Copy out the items below word for word, leaving the pictures out of your copy.
--- Start Task input ---
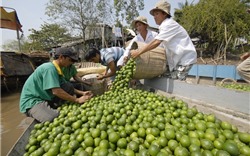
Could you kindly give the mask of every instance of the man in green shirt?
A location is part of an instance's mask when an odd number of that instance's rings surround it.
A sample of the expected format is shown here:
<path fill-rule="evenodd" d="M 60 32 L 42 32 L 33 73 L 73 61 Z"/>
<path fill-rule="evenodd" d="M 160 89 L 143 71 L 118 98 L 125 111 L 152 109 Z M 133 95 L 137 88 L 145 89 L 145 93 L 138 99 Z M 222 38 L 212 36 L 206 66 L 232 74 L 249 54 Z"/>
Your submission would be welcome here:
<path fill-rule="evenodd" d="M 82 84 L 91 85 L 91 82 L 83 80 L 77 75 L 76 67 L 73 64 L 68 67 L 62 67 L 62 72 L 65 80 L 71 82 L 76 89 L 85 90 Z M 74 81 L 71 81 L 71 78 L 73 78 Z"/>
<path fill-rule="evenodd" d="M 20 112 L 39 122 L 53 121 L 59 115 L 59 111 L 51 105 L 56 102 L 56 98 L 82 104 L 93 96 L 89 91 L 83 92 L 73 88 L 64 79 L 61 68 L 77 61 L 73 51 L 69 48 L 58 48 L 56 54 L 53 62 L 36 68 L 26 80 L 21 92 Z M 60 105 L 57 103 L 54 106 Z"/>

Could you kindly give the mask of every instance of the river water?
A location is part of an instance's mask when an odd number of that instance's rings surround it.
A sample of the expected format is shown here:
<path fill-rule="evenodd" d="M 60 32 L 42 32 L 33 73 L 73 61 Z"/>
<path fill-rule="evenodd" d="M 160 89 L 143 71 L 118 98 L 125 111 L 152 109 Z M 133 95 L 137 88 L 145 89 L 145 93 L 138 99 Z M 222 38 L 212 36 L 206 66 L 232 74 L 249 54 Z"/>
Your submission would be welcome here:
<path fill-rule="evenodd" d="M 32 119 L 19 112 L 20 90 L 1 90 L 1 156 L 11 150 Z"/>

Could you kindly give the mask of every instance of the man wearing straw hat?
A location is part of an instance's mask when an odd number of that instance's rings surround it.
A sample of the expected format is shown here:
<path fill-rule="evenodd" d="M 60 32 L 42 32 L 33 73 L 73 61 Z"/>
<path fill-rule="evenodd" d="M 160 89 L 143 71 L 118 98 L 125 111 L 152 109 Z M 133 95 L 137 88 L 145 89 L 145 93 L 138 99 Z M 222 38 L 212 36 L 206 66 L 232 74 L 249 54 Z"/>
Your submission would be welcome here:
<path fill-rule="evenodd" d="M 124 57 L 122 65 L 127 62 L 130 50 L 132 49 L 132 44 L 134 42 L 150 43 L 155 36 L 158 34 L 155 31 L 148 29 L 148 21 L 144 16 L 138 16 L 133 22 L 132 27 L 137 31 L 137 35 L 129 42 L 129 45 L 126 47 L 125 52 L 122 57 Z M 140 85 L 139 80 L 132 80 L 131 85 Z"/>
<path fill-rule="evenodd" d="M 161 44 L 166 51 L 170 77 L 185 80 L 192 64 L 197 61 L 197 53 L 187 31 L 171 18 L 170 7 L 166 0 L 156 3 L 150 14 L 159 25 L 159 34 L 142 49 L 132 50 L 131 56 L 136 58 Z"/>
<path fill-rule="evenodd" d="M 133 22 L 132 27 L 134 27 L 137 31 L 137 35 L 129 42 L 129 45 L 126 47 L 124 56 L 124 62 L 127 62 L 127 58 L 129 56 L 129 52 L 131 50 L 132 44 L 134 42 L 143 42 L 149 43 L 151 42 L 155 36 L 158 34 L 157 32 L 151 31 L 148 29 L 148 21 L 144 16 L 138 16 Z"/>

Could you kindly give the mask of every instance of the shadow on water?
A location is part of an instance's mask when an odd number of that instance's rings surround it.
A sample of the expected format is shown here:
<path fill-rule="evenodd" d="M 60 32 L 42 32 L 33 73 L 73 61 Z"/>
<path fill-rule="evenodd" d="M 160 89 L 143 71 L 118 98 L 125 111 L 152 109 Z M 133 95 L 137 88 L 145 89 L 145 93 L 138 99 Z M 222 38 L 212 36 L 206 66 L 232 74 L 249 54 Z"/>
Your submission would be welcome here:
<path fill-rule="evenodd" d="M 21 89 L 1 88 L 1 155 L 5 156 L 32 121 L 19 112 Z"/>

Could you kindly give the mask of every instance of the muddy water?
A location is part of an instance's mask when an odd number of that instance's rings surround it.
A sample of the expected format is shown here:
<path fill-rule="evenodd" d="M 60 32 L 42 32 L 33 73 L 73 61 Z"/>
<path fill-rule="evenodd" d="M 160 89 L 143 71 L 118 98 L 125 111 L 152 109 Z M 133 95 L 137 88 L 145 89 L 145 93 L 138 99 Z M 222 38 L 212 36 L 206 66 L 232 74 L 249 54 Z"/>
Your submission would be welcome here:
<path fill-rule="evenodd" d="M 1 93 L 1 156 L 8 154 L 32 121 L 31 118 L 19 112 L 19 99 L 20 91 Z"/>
--- End Task input ---
== Answer for this exercise ==
Could you kindly give the mask of every instance of the man in green shirt?
A location is part of an instance's mask when an odd number of that instance's rings surround it.
A sample of the expected format is shown here:
<path fill-rule="evenodd" d="M 60 32 L 42 32 L 33 73 L 73 61 Z"/>
<path fill-rule="evenodd" d="M 160 89 L 143 71 L 118 98 L 125 111 L 152 109 Z M 133 95 L 137 88 L 145 89 L 145 93 L 138 99 Z M 222 38 L 212 36 L 206 66 L 232 74 L 249 54 Z"/>
Your submission would be welcome here:
<path fill-rule="evenodd" d="M 82 84 L 91 85 L 91 82 L 83 80 L 77 75 L 76 67 L 73 64 L 68 67 L 62 67 L 62 72 L 65 80 L 71 82 L 76 89 L 85 90 Z M 74 81 L 71 81 L 71 78 L 73 78 Z"/>
<path fill-rule="evenodd" d="M 20 112 L 39 122 L 53 121 L 59 115 L 59 111 L 51 105 L 56 102 L 56 98 L 82 104 L 93 96 L 89 91 L 83 92 L 73 88 L 64 79 L 61 68 L 77 61 L 73 51 L 69 48 L 58 48 L 56 54 L 53 62 L 36 68 L 26 80 L 21 92 Z M 60 105 L 57 103 L 54 106 Z"/>

Could you kindly give the mask of every instance of the river water?
A location is part of an instance's mask when an odd number of that instance's rings surround it.
A sample of the expected format is shown here:
<path fill-rule="evenodd" d="M 60 32 L 42 32 L 33 73 L 73 61 Z"/>
<path fill-rule="evenodd" d="M 160 89 L 143 71 L 118 98 L 125 111 L 152 109 Z M 133 95 L 137 88 L 145 89 L 145 93 L 138 99 Z M 222 38 L 212 36 L 206 66 L 232 74 L 249 54 Z"/>
Your submission would be welcome here:
<path fill-rule="evenodd" d="M 32 119 L 19 112 L 20 90 L 1 90 L 1 156 L 11 150 Z"/>

Could you kindly give the mask of every instance of the man wearing straw hat?
A location is part of an instance's mask when an odd number of that instance's rings surround it.
A sample of the expected format is shown here:
<path fill-rule="evenodd" d="M 60 32 L 42 32 L 33 73 L 73 61 Z"/>
<path fill-rule="evenodd" d="M 160 89 L 143 71 L 118 98 L 125 111 L 152 109 Z M 133 95 L 137 88 L 145 89 L 145 93 L 138 99 Z M 222 38 L 212 36 L 206 66 L 232 74 L 249 54 Z"/>
Your submission would be welcome here:
<path fill-rule="evenodd" d="M 124 57 L 122 65 L 127 62 L 130 50 L 132 49 L 132 44 L 134 42 L 150 43 L 155 36 L 158 34 L 155 31 L 148 29 L 148 21 L 144 16 L 138 16 L 133 22 L 132 27 L 137 31 L 137 35 L 129 42 L 129 45 L 126 47 L 125 52 L 122 57 Z M 140 85 L 139 80 L 132 80 L 131 85 Z"/>
<path fill-rule="evenodd" d="M 161 44 L 166 51 L 170 77 L 185 80 L 192 64 L 197 61 L 197 53 L 187 31 L 171 18 L 170 7 L 166 0 L 156 3 L 150 14 L 159 25 L 159 34 L 142 49 L 132 50 L 131 56 L 136 58 Z"/>
<path fill-rule="evenodd" d="M 133 22 L 132 27 L 134 27 L 137 31 L 137 35 L 129 42 L 129 45 L 126 47 L 124 56 L 124 62 L 127 62 L 127 58 L 129 56 L 129 52 L 131 50 L 132 44 L 134 42 L 143 42 L 149 43 L 151 42 L 155 36 L 158 34 L 157 32 L 151 31 L 148 29 L 148 21 L 144 16 L 138 16 Z"/>

Could you kindly give the mask of every instance of the shadow on water?
A location is part of an instance's mask when an odd number of that instance's rings surround it.
A sample of the expected format is shown here:
<path fill-rule="evenodd" d="M 60 32 L 42 32 L 33 73 L 73 61 Z"/>
<path fill-rule="evenodd" d="M 160 89 L 143 71 L 118 98 L 125 111 L 152 109 Z M 133 95 L 137 88 L 145 89 L 145 93 L 138 99 Z M 222 38 L 212 36 L 206 66 L 232 74 L 249 54 Z"/>
Your submission would be welcome here:
<path fill-rule="evenodd" d="M 21 89 L 1 88 L 1 155 L 5 156 L 32 121 L 19 112 Z"/>

Could you kindly give the mask of every instance of the muddy water?
A location is part of an instance's mask when an odd number of that instance's rings surround it.
A sample of the expected format is shown here:
<path fill-rule="evenodd" d="M 60 32 L 42 32 L 33 73 L 73 61 Z"/>
<path fill-rule="evenodd" d="M 160 89 L 143 71 L 118 98 L 125 111 L 152 109 Z M 133 95 L 137 88 L 145 89 L 145 93 L 138 99 Z M 222 38 L 212 36 L 206 66 L 232 74 L 249 54 Z"/>
Your submission would be welcome here:
<path fill-rule="evenodd" d="M 1 93 L 1 156 L 8 154 L 32 121 L 31 118 L 19 112 L 19 99 L 20 91 Z"/>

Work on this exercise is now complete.